**Assignment**:
Pull every line with "building" from the entries below.

━━━━━━━━━━

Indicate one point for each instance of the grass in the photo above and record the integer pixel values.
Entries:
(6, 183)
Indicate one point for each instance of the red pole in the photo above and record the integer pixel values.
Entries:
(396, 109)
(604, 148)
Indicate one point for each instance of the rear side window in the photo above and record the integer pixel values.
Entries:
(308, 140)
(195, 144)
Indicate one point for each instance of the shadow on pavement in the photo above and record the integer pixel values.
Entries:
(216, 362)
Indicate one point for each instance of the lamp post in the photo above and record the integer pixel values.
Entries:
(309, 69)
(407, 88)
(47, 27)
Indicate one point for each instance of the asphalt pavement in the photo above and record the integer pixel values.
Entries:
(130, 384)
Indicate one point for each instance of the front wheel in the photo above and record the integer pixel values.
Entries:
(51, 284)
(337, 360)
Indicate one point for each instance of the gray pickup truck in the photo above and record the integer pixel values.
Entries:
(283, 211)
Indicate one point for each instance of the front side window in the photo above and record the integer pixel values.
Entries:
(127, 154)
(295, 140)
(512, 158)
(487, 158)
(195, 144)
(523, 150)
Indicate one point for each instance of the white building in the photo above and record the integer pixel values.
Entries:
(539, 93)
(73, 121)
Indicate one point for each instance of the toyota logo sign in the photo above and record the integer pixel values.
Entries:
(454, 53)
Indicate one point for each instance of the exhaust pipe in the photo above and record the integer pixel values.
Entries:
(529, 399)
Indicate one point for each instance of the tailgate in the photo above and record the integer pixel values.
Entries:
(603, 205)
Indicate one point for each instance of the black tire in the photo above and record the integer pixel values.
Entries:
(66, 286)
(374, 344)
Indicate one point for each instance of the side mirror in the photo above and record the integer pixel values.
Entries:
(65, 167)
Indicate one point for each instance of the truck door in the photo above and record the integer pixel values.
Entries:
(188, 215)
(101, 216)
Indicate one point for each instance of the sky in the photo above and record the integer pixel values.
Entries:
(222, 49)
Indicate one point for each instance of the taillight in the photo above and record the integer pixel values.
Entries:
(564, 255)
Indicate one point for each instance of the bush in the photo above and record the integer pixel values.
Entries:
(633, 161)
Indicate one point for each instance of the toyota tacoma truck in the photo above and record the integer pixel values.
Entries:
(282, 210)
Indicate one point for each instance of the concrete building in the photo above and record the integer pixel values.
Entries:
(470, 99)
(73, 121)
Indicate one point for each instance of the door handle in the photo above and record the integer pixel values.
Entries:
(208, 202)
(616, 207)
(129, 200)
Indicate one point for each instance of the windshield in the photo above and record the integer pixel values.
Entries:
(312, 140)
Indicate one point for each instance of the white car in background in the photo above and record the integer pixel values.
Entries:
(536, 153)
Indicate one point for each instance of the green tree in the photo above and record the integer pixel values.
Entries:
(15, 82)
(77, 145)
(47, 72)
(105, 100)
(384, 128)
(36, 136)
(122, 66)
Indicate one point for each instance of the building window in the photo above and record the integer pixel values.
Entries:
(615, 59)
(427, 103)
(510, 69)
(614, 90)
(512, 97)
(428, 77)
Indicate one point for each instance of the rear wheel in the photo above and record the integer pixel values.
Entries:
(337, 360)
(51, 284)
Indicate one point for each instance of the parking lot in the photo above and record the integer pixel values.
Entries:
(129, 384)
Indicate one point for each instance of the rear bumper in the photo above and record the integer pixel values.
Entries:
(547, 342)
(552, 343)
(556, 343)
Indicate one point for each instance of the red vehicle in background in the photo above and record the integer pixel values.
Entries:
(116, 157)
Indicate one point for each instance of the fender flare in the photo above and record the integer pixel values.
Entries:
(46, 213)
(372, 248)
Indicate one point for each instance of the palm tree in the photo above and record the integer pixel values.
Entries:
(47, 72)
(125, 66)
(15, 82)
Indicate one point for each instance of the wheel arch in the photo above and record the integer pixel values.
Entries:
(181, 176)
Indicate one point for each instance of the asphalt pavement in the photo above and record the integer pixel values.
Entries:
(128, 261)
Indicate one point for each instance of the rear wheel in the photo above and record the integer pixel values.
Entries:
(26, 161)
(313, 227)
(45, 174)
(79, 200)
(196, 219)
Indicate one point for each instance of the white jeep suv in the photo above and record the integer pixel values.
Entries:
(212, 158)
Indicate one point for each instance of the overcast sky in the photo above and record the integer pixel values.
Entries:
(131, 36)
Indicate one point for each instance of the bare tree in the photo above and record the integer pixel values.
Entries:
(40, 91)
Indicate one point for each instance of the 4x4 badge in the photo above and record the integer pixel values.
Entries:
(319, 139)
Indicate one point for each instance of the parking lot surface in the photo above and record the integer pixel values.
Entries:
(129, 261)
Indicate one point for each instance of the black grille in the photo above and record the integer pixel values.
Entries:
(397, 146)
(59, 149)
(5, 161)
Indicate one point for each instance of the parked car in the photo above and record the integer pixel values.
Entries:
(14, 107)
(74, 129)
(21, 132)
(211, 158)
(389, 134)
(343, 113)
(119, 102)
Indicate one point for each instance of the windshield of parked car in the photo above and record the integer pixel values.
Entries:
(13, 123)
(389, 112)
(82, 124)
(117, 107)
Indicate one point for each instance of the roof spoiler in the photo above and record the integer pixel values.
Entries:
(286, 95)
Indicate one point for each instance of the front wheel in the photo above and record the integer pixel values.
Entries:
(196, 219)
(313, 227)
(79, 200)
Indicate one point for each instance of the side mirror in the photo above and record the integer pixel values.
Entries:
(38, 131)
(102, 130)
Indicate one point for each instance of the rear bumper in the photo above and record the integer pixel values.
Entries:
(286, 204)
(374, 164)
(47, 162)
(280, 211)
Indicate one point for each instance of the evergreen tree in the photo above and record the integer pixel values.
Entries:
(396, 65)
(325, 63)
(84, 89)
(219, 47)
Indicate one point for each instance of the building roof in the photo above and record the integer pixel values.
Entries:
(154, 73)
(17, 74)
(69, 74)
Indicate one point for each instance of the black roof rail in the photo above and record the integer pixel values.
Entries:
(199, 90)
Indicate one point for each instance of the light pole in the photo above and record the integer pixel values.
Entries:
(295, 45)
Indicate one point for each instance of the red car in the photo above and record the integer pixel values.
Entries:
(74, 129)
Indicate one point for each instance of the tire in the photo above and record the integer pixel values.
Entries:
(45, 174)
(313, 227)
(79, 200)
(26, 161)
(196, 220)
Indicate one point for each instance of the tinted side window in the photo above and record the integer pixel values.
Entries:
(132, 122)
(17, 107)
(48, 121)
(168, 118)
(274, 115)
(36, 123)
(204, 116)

━━━━━━━━━━

**Solution for this task**:
Indicate one point for each instance of the white building in the photo above and record the integer pixel values.
Indicate one point for each instance of the concrete building in the photo above and record the integer pixel values.
Indicate one point for each instance of the building window in the photo above and record the integer pixel values.
Indicate one point for each instance of the building roof in the photo above and record the integer pixel values.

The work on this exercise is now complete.